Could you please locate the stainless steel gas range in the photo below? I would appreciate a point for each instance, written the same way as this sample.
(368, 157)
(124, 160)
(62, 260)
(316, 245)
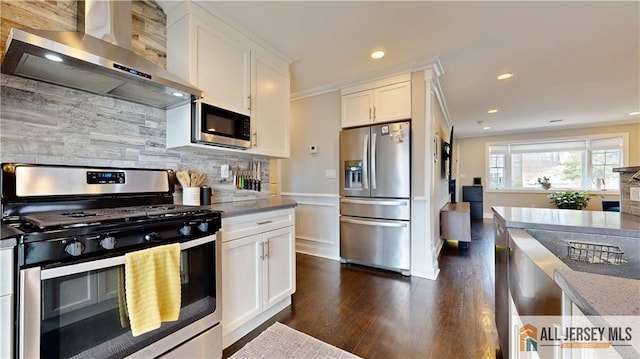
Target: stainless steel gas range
(74, 226)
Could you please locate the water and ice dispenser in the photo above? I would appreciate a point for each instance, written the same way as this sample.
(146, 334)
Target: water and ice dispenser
(353, 174)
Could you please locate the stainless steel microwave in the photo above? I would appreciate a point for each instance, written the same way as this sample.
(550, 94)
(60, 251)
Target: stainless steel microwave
(217, 126)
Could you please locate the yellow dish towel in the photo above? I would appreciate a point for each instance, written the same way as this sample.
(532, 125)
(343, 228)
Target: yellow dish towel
(152, 282)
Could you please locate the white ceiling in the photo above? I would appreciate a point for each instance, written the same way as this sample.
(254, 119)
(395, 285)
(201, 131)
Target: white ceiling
(574, 61)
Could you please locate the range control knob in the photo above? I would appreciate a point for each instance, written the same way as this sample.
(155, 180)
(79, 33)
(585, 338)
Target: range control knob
(108, 242)
(203, 227)
(74, 248)
(153, 236)
(186, 229)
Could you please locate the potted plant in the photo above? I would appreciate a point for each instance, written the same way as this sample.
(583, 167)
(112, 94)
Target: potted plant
(570, 199)
(544, 182)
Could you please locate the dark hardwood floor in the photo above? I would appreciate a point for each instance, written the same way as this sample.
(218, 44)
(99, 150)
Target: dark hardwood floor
(380, 314)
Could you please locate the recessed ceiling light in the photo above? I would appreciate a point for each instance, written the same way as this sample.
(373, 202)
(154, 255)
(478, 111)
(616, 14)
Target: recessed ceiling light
(504, 76)
(377, 54)
(53, 57)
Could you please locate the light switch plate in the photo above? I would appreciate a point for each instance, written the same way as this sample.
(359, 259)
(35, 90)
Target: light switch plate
(330, 173)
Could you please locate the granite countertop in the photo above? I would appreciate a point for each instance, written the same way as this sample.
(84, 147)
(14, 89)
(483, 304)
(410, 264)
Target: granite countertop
(579, 286)
(570, 220)
(230, 209)
(602, 297)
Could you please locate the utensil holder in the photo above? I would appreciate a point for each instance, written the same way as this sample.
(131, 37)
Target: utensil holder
(191, 196)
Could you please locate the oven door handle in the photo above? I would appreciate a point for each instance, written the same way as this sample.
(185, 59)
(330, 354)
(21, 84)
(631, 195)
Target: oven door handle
(109, 262)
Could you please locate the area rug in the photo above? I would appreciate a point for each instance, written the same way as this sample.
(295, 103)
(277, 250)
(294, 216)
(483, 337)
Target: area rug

##############################

TASK TO CARRY OUT →
Write every line above out again exactly; pictures do not belong in the copy.

RESPONSE →
Could you please locate the stainless steel gas range in the photo below? I would appreciate a point for each instance, written the same way as this sample.
(368, 157)
(124, 160)
(62, 260)
(316, 245)
Target: stainless steel gas range
(74, 226)
Could you please locate the water and ice dispenser in the photo above? I would appreciate a point for each instance, written the same way as this sample.
(146, 334)
Target: water and ice dispenser
(353, 174)
Could you please locate the stainless steel microwave in the photo above? I would appreciate a point for each instance, written the same way as this sample.
(550, 94)
(60, 251)
Target: stainless steel microwave
(217, 126)
Could you please locate the yellow dish towel in the photo above? I would appreciate a point for each instance, written the same way as this sample.
(532, 125)
(343, 228)
Target: yellow dish towel
(152, 282)
Could you please locate the white ceiling in the photo above? I would appreciate a point for each instance, written the same way as this sample.
(254, 119)
(395, 285)
(201, 131)
Target: white ceiling
(574, 61)
Could you please locate the range control knob in the photo above? I would appreciate a point for each instance, written the same way as this sample.
(155, 180)
(79, 33)
(585, 338)
Target: range control knob
(108, 242)
(203, 227)
(74, 248)
(153, 236)
(186, 229)
Could you please locate the potted plant in the photo above? I would appreciate a point for each instance, written the same way as this sample.
(583, 167)
(112, 94)
Target: potted plant
(570, 199)
(544, 182)
Could you please locate the dark hardwood floor in the photo above? I would appreciate a point for each instance, written the same way as this sample.
(218, 44)
(99, 150)
Target: dark hardwood floor
(380, 314)
Could you please locate the recessed ceiling light in the photo above? I would appreciate a point for each instance, written the same way as this sample.
(373, 202)
(154, 255)
(478, 111)
(616, 14)
Target: recessed ceiling light
(504, 76)
(377, 54)
(53, 57)
Could you please locate the light switch plate in the photo above? I would appreciate a point for each instance, written the same way as this sample.
(359, 259)
(35, 90)
Target: light switch plate
(330, 173)
Could you please locate the granite countertop in the photo above? I would appreciate a point for each instance, written the same way as this sample.
(84, 147)
(14, 89)
(483, 304)
(410, 264)
Target: granite countertop
(579, 286)
(570, 220)
(230, 209)
(602, 297)
Could you please locate the utensil holder in the photo above? I would appreciate a point for each instance, written the same way as this sample.
(131, 37)
Target: utensil holder
(191, 196)
Could you please locate the oven door handle in the photo above? I would appreciate a point for each instance, written the same way as this sample.
(185, 59)
(330, 354)
(21, 84)
(631, 195)
Target: oven door handle
(109, 262)
Could you please locate the area rug in the photo above? I would appreciate a point for each instance, written the same way as this sample.
(295, 103)
(277, 250)
(294, 216)
(483, 337)
Target: area rug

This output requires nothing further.